**What you need to do:** Continue the text on leakage in fire extinguishing pipes, starting right after its last sentence.

##### Document excerpt #####

Oxygen or gluttonous bacteria: what causes leakage in fire extinguishing pipes?

At the request of a client, we have conducted an investigation of a fire extinguishing system, which was installed in a waste processing plant. After several years, leakage occurred in the system regularly. The nature of the damage suggests that it could be caused by microbiologically influenced corrosion (MIC).

The fire extinguishing system is filled with tap water. The water is stored in a storage tank. The storage tank is connected with pumps, which transport the water through a zinc galvanized pipe network to the various fire hydrants that are spread over the buildings. Due to an adjustment in the factory, rinse water was required on the top floor of the building. For this purpose, it was decided to use the pipes of the fire extinguishing system with rinse water that is transported six times a day for 15 minutes. After a few years, leaks occurred in the fire extinguishing pipelines leading to the top floor as a result of corrosion.

##### Available data #####

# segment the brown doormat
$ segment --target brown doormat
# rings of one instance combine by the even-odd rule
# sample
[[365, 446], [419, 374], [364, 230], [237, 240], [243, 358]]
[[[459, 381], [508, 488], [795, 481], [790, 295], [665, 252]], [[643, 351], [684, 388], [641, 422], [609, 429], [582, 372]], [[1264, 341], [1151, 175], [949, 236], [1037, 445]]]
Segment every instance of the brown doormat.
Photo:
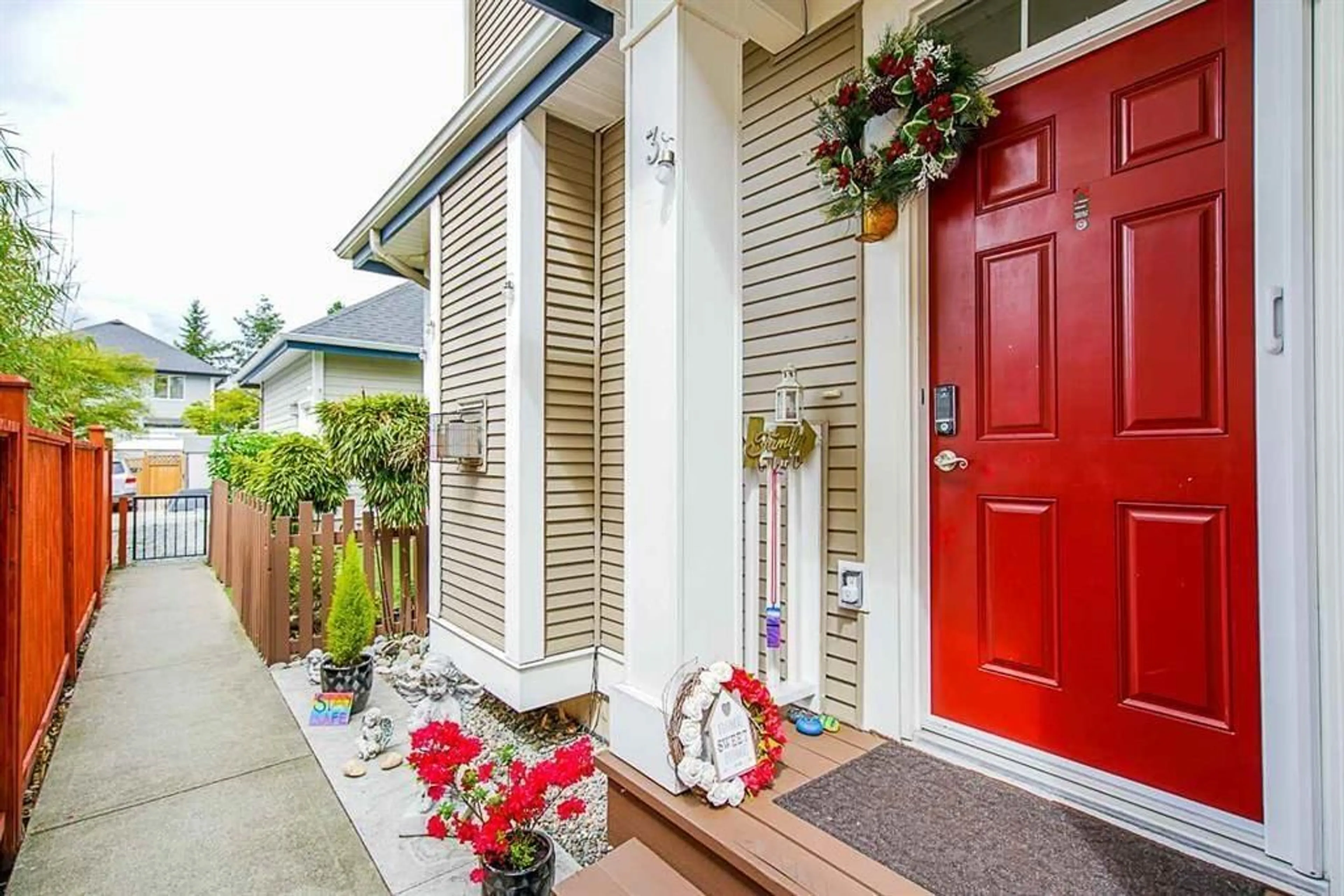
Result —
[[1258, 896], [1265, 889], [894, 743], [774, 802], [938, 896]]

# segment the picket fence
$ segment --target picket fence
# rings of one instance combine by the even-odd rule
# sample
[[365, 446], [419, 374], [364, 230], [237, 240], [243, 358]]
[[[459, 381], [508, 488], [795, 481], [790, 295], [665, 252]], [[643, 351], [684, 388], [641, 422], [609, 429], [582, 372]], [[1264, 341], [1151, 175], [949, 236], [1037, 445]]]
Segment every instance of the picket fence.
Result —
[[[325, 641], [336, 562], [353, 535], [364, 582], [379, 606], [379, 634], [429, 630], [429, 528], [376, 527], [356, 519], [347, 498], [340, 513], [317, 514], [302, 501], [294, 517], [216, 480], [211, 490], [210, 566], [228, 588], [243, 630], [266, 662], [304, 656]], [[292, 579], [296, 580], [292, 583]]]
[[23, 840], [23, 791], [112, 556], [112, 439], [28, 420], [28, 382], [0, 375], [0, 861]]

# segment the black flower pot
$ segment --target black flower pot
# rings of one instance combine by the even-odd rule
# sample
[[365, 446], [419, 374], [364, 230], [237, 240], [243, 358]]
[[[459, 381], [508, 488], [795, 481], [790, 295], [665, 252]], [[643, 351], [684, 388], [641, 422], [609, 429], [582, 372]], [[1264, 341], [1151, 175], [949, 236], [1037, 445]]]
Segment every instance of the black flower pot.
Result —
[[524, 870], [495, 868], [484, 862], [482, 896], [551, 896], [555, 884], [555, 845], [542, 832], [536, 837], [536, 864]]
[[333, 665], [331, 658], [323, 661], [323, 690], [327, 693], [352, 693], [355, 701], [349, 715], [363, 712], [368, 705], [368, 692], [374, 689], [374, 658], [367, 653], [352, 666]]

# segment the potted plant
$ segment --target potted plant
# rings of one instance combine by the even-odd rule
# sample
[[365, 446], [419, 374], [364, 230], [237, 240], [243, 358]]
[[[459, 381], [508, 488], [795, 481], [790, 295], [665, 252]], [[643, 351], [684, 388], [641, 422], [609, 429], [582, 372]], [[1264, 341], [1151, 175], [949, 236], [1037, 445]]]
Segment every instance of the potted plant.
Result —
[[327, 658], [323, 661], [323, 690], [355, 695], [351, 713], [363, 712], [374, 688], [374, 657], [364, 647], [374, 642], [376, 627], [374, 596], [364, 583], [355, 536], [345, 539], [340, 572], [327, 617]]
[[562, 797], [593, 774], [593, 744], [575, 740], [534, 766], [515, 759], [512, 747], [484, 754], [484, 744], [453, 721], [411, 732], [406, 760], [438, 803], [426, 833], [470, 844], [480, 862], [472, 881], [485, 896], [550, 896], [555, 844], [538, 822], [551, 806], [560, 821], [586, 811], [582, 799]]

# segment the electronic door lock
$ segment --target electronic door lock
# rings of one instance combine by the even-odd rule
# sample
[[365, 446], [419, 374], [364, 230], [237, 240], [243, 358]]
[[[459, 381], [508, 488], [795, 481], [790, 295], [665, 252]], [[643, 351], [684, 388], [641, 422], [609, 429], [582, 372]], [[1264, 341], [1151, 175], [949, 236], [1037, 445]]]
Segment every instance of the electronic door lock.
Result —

#####

**Response to the task:**
The research

In the past, a research commissioned by the client into the cause of the corrosion, concluded that the cause of the problem was probably MIC. We have been asked for a second opinion and to make recommendations for measures that can be taken to reduce the corrosion rate considerably. 

Our research has shown that the leaking pipes showed many MIC characteristic tubercles (wart-like bulges). So-called pitting was found underneath these tubercles. A line formation in the structure of the pipes was observed as well. This line was probably caused by the fact that the pipes were not continuously totally filled with water and therefore oxygen was enclosed. This is an undesirable situation because it can lead to corrosion. In this situation, galvanized pipes offer insufficient protection, since oxygen can attack this protective layer.  

Furthermore, samples of the corrosion defects were found to contain high numbers of iron-reducing bacteria that are known to be involved in MIC processes. Although data on the water conditions show that there are few nutrients in the water promoting biological activity, the regular renewal of the water probably still provides the basic need for microbial growth and activity.  

The corrosion products themselves consist mainly of iron hydroxides. This indicates a primary corrosion process involving oxygen. Subsequently the question is raised: how is oxygen introduced into the system? It has been found that the way the water is added to the storage tank, directly ensures that air (and therefore oxygen) is enclosed in the water distribution network.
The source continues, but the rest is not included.